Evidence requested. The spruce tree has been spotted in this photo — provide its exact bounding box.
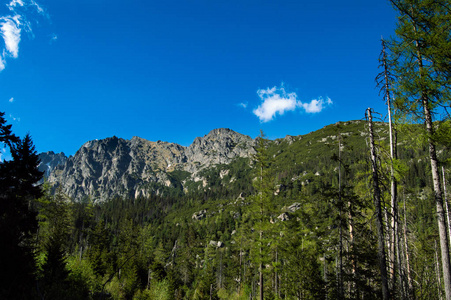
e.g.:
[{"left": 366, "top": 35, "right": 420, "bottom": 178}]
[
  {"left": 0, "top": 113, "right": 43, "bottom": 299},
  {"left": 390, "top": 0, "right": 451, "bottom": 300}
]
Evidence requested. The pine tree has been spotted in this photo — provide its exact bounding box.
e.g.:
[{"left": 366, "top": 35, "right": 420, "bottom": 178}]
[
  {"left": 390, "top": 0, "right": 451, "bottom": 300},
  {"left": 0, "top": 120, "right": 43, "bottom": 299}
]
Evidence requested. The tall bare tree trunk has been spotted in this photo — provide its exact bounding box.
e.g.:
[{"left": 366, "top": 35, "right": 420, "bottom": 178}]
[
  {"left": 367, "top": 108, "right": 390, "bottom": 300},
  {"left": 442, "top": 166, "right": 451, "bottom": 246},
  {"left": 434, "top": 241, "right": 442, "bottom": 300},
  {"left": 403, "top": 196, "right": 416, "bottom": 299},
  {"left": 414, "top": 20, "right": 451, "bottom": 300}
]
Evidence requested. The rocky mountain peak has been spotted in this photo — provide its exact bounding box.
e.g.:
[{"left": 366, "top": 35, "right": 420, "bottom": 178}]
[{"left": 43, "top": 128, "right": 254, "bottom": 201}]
+--
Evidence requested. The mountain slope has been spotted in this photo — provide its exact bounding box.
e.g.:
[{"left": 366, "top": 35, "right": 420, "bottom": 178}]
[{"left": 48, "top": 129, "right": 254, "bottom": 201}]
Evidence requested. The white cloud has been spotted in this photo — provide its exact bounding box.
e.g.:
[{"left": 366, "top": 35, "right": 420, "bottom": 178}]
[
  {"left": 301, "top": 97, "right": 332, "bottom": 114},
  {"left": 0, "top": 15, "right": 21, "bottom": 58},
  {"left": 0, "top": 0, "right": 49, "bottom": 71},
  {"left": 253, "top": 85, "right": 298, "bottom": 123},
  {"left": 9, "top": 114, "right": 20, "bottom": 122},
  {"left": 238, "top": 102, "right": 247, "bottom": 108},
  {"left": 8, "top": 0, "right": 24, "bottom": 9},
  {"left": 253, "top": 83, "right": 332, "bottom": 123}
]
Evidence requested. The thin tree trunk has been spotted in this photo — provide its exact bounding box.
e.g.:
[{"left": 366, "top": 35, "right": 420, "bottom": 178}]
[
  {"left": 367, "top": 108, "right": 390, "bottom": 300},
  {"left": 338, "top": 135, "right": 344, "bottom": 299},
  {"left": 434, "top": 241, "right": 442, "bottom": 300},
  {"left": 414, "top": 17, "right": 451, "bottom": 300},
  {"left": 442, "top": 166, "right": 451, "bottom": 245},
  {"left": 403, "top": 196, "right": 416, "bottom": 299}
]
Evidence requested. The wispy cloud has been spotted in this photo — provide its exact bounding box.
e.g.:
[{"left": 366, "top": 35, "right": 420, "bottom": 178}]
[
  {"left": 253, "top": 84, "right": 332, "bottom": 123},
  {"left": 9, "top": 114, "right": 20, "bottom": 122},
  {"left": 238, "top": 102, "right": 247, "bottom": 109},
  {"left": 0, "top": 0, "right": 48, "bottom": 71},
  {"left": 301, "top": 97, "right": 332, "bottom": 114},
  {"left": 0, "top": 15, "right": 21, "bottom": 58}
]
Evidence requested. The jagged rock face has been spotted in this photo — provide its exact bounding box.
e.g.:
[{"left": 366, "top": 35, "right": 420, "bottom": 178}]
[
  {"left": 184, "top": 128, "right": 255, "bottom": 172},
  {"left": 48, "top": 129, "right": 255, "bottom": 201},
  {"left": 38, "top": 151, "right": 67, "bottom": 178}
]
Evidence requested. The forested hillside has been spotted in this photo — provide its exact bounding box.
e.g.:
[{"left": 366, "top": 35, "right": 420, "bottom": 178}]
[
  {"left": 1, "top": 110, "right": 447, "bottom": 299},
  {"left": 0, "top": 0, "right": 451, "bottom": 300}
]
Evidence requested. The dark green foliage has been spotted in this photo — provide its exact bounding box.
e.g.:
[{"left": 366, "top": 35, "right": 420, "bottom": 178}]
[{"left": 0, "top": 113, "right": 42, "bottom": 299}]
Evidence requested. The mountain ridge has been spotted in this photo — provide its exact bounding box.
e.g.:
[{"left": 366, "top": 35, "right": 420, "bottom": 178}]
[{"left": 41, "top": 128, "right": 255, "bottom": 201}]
+--
Requirements
Count the lines in the material above that contain the string "been", treating uppercase and lowercase as different. Reply with only the number.

Correct answer
12